[Data records]:
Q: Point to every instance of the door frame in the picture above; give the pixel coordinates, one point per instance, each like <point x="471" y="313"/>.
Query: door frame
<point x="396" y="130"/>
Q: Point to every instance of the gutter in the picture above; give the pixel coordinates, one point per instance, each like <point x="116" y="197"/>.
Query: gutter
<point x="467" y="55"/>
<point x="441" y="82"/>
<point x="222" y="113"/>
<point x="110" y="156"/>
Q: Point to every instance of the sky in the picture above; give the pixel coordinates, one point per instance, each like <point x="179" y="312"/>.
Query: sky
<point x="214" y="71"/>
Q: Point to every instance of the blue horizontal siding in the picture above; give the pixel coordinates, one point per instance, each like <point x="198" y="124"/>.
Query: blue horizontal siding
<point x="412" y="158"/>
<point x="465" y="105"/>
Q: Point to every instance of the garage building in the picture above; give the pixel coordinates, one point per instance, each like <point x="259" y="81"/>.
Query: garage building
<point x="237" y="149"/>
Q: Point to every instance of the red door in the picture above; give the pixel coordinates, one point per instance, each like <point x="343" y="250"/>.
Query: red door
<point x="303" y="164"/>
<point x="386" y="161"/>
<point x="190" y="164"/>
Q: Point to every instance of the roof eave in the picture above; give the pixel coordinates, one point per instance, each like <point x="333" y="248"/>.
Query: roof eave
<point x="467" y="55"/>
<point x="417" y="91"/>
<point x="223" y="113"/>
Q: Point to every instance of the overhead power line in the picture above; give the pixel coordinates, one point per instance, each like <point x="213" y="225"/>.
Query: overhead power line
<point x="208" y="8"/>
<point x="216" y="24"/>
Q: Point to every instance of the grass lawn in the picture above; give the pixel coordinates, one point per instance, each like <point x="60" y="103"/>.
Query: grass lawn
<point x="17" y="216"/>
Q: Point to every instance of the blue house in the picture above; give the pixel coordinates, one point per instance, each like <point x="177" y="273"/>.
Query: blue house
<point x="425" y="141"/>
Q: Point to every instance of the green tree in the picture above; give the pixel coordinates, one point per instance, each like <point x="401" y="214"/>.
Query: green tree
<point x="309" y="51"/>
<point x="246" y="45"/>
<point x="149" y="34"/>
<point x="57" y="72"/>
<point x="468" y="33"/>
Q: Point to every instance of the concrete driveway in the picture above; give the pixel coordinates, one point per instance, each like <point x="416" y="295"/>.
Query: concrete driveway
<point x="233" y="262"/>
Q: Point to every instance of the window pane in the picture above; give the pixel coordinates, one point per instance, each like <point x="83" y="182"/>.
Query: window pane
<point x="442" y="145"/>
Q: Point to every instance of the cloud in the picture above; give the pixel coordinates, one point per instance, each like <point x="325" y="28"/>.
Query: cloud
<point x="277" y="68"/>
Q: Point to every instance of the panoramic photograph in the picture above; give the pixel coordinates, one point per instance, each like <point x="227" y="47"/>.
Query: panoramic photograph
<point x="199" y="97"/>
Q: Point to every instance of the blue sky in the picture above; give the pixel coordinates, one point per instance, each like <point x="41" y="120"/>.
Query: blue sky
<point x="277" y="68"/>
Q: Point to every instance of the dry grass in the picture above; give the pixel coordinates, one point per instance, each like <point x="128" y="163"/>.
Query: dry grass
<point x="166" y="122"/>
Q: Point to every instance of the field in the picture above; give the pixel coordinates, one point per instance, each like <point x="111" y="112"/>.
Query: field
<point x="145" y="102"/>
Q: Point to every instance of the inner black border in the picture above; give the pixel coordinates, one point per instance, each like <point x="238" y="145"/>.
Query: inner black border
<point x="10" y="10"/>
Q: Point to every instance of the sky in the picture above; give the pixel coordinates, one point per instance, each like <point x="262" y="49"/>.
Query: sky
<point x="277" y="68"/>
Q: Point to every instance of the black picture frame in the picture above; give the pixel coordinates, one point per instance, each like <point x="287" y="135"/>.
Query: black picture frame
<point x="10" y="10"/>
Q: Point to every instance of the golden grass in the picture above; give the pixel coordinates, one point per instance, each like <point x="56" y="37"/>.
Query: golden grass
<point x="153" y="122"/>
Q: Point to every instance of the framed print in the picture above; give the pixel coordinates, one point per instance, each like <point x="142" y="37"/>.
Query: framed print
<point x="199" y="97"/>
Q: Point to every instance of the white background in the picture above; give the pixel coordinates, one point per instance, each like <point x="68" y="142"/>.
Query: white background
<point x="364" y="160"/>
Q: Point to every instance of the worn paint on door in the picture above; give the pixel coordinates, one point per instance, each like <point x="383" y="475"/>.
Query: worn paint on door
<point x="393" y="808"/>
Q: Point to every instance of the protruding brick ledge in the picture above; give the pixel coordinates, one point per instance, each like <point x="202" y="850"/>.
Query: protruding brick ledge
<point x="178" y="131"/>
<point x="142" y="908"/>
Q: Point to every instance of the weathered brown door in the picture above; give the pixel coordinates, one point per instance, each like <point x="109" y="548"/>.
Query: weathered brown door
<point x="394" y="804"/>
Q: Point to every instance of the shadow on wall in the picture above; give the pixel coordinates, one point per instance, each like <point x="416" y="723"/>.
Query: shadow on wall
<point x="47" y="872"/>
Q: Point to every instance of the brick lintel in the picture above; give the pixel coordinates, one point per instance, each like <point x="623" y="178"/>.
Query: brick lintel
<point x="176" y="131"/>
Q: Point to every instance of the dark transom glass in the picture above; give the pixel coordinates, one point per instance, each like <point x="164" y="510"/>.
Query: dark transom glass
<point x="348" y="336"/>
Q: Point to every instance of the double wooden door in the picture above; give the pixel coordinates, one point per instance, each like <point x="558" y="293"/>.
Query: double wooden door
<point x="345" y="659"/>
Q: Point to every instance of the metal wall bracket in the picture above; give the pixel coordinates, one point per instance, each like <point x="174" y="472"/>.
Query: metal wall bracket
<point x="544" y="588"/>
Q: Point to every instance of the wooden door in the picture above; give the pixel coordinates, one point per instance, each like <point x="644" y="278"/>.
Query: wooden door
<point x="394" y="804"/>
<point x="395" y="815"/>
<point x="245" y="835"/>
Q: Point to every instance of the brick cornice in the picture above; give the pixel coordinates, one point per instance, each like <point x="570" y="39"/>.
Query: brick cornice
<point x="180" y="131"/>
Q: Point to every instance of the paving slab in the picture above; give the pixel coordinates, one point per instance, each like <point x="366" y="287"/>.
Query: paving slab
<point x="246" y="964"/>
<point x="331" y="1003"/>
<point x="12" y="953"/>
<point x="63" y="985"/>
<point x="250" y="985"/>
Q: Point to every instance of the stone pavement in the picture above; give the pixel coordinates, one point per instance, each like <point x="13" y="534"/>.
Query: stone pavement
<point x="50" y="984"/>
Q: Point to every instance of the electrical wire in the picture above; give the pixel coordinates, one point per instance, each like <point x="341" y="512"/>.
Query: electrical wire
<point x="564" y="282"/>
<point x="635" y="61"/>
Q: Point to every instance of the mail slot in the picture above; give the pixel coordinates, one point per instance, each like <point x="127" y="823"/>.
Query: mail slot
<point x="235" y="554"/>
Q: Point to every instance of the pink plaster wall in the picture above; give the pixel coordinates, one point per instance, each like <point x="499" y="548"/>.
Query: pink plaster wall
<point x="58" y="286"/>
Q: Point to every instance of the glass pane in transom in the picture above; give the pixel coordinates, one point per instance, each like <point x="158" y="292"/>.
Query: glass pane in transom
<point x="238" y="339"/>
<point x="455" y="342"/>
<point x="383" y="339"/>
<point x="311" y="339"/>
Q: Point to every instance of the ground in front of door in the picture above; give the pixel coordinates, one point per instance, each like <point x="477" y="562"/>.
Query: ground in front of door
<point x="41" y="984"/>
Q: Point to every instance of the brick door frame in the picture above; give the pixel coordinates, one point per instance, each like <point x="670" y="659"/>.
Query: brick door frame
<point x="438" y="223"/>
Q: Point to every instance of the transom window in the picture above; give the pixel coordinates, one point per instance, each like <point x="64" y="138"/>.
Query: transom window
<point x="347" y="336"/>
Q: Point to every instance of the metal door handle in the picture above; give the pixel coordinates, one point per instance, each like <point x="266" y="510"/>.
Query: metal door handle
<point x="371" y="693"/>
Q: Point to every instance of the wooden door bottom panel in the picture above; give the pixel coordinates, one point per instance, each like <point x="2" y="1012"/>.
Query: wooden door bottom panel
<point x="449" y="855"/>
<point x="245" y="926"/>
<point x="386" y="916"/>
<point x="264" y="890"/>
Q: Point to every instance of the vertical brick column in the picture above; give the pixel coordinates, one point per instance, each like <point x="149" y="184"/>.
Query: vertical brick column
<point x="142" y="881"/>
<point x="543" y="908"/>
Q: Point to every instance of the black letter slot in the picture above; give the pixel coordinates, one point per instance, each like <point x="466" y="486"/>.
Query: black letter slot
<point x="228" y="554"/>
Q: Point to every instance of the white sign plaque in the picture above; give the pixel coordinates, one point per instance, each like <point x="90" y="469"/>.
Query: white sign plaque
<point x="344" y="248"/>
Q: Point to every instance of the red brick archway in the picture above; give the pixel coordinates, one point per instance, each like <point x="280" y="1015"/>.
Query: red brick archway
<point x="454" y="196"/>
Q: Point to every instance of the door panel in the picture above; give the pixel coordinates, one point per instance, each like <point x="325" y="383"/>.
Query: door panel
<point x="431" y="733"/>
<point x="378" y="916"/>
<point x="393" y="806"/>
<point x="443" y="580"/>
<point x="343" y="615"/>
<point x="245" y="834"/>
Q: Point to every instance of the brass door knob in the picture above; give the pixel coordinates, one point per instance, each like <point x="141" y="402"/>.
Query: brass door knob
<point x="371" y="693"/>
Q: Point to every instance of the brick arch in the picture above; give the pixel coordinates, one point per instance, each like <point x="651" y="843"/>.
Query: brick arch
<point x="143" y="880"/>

[Goal]: Give the lines exactly as they stand, from the line with "Q: Point to every instance of the metal door" through the end of the material.

[Written solution]:
Q: Point to every instance of the metal door handle in the picture above; give the pixel coordinates, one point per instance, each like <point x="266" y="510"/>.
Query: metal door handle
<point x="371" y="693"/>
Q: Point to every instance of the wooden door bottom panel in the picture above; give the pixel coordinates, one point per instance, each like <point x="2" y="1012"/>.
Query: wooden door bottom panel
<point x="449" y="855"/>
<point x="245" y="926"/>
<point x="386" y="916"/>
<point x="264" y="890"/>
Q: Point to every instance of the vertical brick column in the picture above; give the pixel coordinates, one point per instance, each like <point x="149" y="184"/>.
Query: vertical brick column
<point x="142" y="881"/>
<point x="543" y="908"/>
Q: Point to every instance of the black letter slot in the picture above; give the pixel coordinates, one point per instance, each like <point x="466" y="486"/>.
Query: black letter slot
<point x="228" y="554"/>
Q: Point to every instance of the white sign plaque in the picture above; give the pixel coordinates, one point per instance, each like <point x="90" y="469"/>.
Query: white sign plaque
<point x="344" y="248"/>
Q: Point to every instance of the red brick archway in the picture above; give the pixel coordinates, one point per instance, each like <point x="280" y="1015"/>.
Query: red brick archway
<point x="454" y="196"/>
Q: Point to every instance of the door panel in the picture above; give the pixel coordinates, one point per instance, each like <point x="325" y="383"/>.
Query: door panel
<point x="431" y="733"/>
<point x="378" y="916"/>
<point x="393" y="806"/>
<point x="443" y="580"/>
<point x="343" y="615"/>
<point x="245" y="834"/>
Q: Point to every instance of the brass door knob in the picture above; give the pixel coordinates, one point per instance, each like <point x="141" y="402"/>.
Query: brass door knob
<point x="371" y="693"/>
Q: Point to every instance of the brick arch in the picture above; give the pixel coordinates, one point per instance, each like <point x="651" y="843"/>.
Query: brick arch
<point x="143" y="880"/>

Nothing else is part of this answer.